Exclude the pictures and return every line exactly as written.

Image object location entries
--- START ---
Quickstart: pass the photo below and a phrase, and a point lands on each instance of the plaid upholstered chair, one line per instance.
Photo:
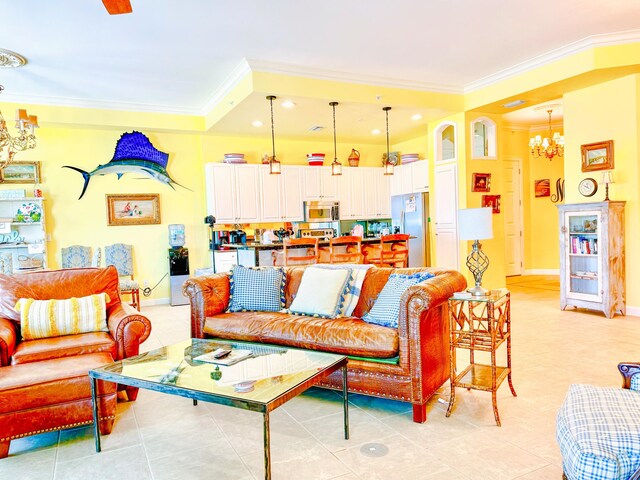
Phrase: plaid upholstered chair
(598, 430)
(121, 256)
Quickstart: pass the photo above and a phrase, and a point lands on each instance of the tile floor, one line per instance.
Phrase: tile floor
(165, 437)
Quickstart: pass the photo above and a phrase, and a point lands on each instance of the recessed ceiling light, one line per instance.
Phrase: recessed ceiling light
(515, 103)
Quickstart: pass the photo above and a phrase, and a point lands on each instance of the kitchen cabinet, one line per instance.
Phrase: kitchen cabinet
(24, 245)
(352, 184)
(233, 192)
(410, 178)
(281, 195)
(377, 193)
(319, 184)
(592, 256)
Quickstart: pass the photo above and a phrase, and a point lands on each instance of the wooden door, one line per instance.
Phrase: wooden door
(445, 187)
(512, 204)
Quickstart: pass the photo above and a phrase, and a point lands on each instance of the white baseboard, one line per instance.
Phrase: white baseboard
(155, 301)
(542, 271)
(633, 311)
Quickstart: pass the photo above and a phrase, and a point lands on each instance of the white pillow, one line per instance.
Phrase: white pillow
(321, 292)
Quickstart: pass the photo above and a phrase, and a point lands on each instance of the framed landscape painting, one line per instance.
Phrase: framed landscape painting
(597, 156)
(133, 209)
(21, 172)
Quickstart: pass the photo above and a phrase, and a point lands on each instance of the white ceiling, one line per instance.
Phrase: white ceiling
(175, 56)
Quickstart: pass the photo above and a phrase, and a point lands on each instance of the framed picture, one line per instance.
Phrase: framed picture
(481, 182)
(542, 187)
(21, 172)
(492, 201)
(597, 156)
(133, 209)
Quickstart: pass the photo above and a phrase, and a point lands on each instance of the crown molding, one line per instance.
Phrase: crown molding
(231, 82)
(593, 41)
(337, 76)
(98, 104)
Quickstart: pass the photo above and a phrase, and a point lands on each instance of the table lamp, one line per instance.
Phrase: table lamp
(476, 224)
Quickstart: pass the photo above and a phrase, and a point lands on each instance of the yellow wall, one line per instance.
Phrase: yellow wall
(609, 111)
--- END ---
_Solution below_
Quickstart: pass the photo below and a phrase, and a point lands on each instance of the plaid upholstered chair, one line per instance.
Photo:
Phrase: plaid upholstered chair
(598, 430)
(121, 256)
Quickstart: pass the photo above and a phrase, and a point lands on each instance of the tile floor, one line per instance.
Phrase: tile floor
(165, 437)
Quickstart: pass the photo above and a phrase, and a point lands on each instance of the recessed ceiling light, one line per instance.
Phrase: recessed ceiling light
(515, 103)
Quickstart: pass the photo above and a phrase, and a point lands on each instance of the kitchen cabinet, one line per instance.
Phrase: kitchen cabinet
(24, 245)
(352, 184)
(233, 192)
(410, 178)
(281, 195)
(377, 193)
(319, 184)
(592, 256)
Quickstart: pass the photo above and a phrase, and a point lands on each instance of the wooden door, one line per instance.
Phrase: wooden door
(445, 187)
(512, 204)
Quickstart: pass the photo above and a phrase, and a point lands on each instance of the white baseboard, one line per instance.
Phrase: white baseboard
(155, 301)
(542, 271)
(633, 311)
Quickstart: pass the photo above and a phrase, and a point lands on each instance of the white pillow, one line per instance.
Phrase: white pillow
(321, 292)
Quickstart: pass the photo above and a phrase, and a point lands on each instance of the framed landscape painting, one line per instance.
Phrase: framed landscape painting
(597, 156)
(133, 209)
(21, 172)
Quickstart: pass the photo above and a phrase, and a point lands on each instance of the white ceiling, one line per instance.
Phrase: white ceiling
(175, 56)
Quickstart: pass the photo above and a phrase, and a point lands on each instance of the framed picture, one line per instance.
Phrase: framed picture
(481, 182)
(542, 187)
(21, 172)
(492, 201)
(597, 156)
(133, 209)
Quickstart: pass the photo above and a phrase, and a point lands on each instance of the crown molding, one line per instance.
Phrase: crown molding
(231, 82)
(593, 41)
(337, 76)
(98, 104)
Quickstart: pass the photo above and a phrase, and a point lands on each instance of the table lamp, one line per instance.
Phrase: table lamp
(476, 224)
Quickstart: pass the photo above and a phrase, and a point lands on each instance of the yellow wall, one line per instance.
Phrase: yellow wall
(609, 111)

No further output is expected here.